Labeled area outline items
*****

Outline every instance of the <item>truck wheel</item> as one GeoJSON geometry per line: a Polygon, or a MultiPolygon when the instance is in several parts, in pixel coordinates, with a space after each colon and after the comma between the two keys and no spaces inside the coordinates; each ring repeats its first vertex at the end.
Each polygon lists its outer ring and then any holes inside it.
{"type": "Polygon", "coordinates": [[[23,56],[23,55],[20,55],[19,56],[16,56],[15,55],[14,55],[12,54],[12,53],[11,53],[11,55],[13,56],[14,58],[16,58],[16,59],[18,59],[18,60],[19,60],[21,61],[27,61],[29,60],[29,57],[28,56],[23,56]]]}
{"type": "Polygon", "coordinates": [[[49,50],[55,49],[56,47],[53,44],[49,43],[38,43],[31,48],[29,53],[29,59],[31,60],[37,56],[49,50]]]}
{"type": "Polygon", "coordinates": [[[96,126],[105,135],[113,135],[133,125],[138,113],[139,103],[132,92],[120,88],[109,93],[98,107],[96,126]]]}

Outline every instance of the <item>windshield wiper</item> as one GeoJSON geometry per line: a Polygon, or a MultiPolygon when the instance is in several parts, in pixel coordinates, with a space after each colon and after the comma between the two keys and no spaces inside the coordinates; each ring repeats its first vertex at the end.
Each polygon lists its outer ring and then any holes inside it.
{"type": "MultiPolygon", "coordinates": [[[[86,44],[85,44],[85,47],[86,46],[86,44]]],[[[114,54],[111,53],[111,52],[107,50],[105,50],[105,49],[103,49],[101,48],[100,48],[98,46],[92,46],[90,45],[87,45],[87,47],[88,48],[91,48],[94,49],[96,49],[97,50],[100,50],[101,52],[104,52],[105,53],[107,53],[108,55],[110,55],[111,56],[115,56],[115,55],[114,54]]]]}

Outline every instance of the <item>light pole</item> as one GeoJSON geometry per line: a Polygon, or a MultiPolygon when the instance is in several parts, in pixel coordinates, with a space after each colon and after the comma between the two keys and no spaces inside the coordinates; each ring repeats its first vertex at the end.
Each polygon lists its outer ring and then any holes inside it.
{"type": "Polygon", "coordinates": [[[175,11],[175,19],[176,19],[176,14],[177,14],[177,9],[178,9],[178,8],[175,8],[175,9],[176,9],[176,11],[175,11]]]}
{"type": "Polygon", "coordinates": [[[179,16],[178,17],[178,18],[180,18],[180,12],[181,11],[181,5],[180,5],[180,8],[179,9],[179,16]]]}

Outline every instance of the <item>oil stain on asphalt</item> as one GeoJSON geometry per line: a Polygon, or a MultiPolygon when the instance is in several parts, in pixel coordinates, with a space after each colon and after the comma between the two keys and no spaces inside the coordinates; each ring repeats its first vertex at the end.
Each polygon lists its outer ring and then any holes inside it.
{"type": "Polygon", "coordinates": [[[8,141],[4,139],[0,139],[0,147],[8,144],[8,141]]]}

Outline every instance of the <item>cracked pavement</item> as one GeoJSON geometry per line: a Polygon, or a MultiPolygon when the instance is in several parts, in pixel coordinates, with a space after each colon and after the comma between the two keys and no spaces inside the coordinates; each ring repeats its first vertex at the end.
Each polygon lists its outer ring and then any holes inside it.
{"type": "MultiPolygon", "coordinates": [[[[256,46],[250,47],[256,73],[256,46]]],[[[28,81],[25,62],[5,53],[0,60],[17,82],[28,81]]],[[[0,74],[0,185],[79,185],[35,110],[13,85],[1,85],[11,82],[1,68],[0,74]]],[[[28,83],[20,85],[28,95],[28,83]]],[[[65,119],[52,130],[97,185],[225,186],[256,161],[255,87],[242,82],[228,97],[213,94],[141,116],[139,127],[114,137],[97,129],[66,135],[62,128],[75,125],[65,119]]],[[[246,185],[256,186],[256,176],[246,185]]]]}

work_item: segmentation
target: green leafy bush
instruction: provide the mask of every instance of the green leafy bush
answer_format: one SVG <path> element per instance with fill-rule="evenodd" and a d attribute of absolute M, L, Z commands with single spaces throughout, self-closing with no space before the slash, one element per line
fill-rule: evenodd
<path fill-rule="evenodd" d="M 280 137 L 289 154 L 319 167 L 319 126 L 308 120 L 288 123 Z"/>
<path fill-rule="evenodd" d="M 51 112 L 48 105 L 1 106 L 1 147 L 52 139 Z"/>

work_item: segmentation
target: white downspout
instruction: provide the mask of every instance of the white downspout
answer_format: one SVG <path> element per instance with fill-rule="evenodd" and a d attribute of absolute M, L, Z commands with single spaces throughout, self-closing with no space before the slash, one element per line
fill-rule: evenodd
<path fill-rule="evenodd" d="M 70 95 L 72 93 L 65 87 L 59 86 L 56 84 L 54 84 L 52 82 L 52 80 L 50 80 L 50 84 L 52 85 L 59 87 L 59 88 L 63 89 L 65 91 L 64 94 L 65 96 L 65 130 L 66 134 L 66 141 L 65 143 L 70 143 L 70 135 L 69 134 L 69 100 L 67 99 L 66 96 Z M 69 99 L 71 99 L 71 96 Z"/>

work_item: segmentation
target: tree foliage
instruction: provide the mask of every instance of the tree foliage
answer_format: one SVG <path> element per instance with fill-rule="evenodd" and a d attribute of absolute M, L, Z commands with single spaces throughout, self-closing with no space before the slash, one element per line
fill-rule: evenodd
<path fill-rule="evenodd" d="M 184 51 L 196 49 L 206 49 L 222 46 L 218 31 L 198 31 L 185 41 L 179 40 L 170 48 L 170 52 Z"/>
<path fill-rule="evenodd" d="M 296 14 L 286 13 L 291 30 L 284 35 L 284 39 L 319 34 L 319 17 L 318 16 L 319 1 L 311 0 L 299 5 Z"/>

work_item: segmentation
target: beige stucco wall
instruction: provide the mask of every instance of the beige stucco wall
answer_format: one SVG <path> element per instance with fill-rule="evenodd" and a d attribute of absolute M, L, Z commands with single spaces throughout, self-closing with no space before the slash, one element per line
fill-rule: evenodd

*****

## EXERCISE DIRECTIONS
Reproduce each record shown above without altering a single word.

## THE ANSWER
Outline every instance of the <item>truck wheel</item> as one GeoJSON geometry per line: a Polygon, or a MultiPolygon when the instance is in several parts, in pixel coordinates, with a space after each colon and after the comma between the two keys and no spaces inside the coordinates; each ring repeats its first vertex at the end.
Each polygon lists its outer ring and then any holes inside it.
{"type": "Polygon", "coordinates": [[[23,56],[23,55],[20,55],[19,56],[16,56],[15,55],[14,55],[12,54],[12,53],[11,53],[11,55],[13,56],[14,58],[16,58],[16,59],[18,59],[18,60],[19,60],[21,61],[27,61],[29,60],[29,57],[28,56],[23,56]]]}
{"type": "Polygon", "coordinates": [[[49,50],[55,49],[56,47],[53,44],[49,43],[38,43],[31,48],[29,53],[29,59],[31,60],[37,56],[49,50]]]}
{"type": "Polygon", "coordinates": [[[96,126],[105,135],[113,135],[133,125],[138,113],[139,103],[132,92],[120,88],[109,93],[98,107],[96,126]]]}

Outline every instance of the <item>windshield wiper</item> as one GeoJSON geometry per line: a Polygon, or a MultiPolygon when the instance is in several parts, in pixel coordinates, with a space after each colon and after the comma between the two keys and no spaces inside the coordinates; each ring repeats its first vertex at the end.
Each polygon lists its outer ring and then any holes inside it.
{"type": "MultiPolygon", "coordinates": [[[[86,44],[85,44],[85,47],[86,46],[86,44]]],[[[114,54],[111,53],[111,52],[107,50],[105,50],[105,49],[103,49],[101,48],[100,48],[98,46],[92,46],[90,45],[87,45],[87,47],[88,48],[91,48],[94,49],[96,49],[97,50],[100,50],[101,52],[104,52],[105,53],[107,53],[108,55],[110,55],[111,56],[115,56],[115,55],[114,54]]]]}

Outline every instance of the <item>light pole</item> as one GeoJSON geometry per line: a Polygon, or a MultiPolygon when the instance is in several parts, in pixel coordinates, with a space after each colon and after the comma between the two keys and no spaces inside the coordinates; each ring repeats its first vertex at the end.
Each polygon lists its outer ring and then any holes inside it.
{"type": "Polygon", "coordinates": [[[175,11],[175,19],[176,19],[176,14],[177,14],[177,9],[178,9],[178,8],[175,8],[175,9],[176,9],[176,11],[175,11]]]}
{"type": "Polygon", "coordinates": [[[179,16],[178,17],[178,18],[180,18],[180,12],[181,11],[181,5],[180,5],[180,8],[179,9],[179,16]]]}

Outline every instance of the <item>oil stain on asphalt</item> as one GeoJSON geometry per line: a Polygon, or a MultiPolygon when the instance is in several parts, in pixel coordinates, with a space after each colon and after the comma between the two keys and no spaces inside the coordinates; each ring repeats its first vertex at the end.
Each polygon lists its outer ring and then any holes inside it.
{"type": "Polygon", "coordinates": [[[8,141],[4,139],[0,139],[0,147],[8,144],[8,141]]]}

Outline every instance of the <item>cracked pavement</item> as one GeoJSON geometry per line: a Polygon, or a MultiPolygon when the instance is in several parts, in pixel coordinates, with a space after each colon and after the comma between the two keys and no spaces inside the coordinates; each ring repeats its first vertex at the end.
Each polygon lists its outer ring and then any holes inside it.
{"type": "MultiPolygon", "coordinates": [[[[256,46],[250,47],[256,73],[256,46]]],[[[28,81],[25,62],[5,53],[0,60],[17,82],[28,81]]],[[[0,74],[0,185],[79,185],[35,110],[13,85],[1,85],[11,82],[1,68],[0,74]]],[[[28,83],[20,85],[28,95],[28,83]]],[[[65,119],[52,130],[97,185],[225,186],[256,161],[255,87],[242,82],[228,97],[213,94],[141,116],[139,127],[114,137],[97,129],[66,135],[62,128],[75,125],[65,119]]],[[[246,185],[256,186],[256,176],[246,185]]]]}

work_item: segmentation
target: green leafy bush
instruction: provide the mask of every instance of the green leafy bush
answer_format: one SVG <path> element per instance with fill-rule="evenodd" and a d attribute of absolute M, L, Z commands with single spaces throughout, self-closing with no space before the slash, one element per line
fill-rule: evenodd
<path fill-rule="evenodd" d="M 280 137 L 289 154 L 319 167 L 319 126 L 308 120 L 288 123 Z"/>
<path fill-rule="evenodd" d="M 51 112 L 48 105 L 1 106 L 1 147 L 52 139 Z"/>

work_item: segmentation
target: white downspout
instruction: provide the mask of every instance of the white downspout
answer_format: one SVG <path> element per instance with fill-rule="evenodd" and a d attribute of absolute M, L, Z commands with single spaces throughout, self-closing with no space before the slash, one element per line
fill-rule: evenodd
<path fill-rule="evenodd" d="M 70 95 L 72 93 L 65 87 L 59 86 L 56 84 L 54 84 L 52 82 L 52 80 L 50 80 L 50 84 L 52 85 L 59 87 L 59 88 L 63 89 L 65 91 L 64 94 L 65 96 L 65 130 L 66 134 L 66 141 L 65 143 L 70 143 L 70 135 L 69 134 L 69 100 L 67 99 L 66 96 Z M 69 99 L 71 99 L 71 96 Z"/>

work_item: segmentation
target: tree foliage
instruction: provide the mask of every instance of the tree foliage
answer_format: one SVG <path> element per instance with fill-rule="evenodd" and a d attribute of absolute M, L, Z commands with single spaces throughout, self-closing with no space before the slash, one element per line
fill-rule: evenodd
<path fill-rule="evenodd" d="M 184 51 L 196 49 L 206 49 L 222 46 L 218 31 L 198 31 L 185 41 L 179 40 L 170 48 L 170 52 Z"/>
<path fill-rule="evenodd" d="M 296 14 L 286 13 L 291 30 L 284 35 L 284 39 L 319 34 L 319 17 L 318 16 L 319 1 L 311 0 L 299 5 Z"/>

work_item: segmentation
target: beige stucco wall
instruction: provide the mask of every instance of the beige stucco wall
answer_format: one SVG <path> element per instance with fill-rule="evenodd" and a d attribute of absolute M, L, Z commands with single spaces throughout, self-closing with no space before the slash, one element per line
fill-rule: evenodd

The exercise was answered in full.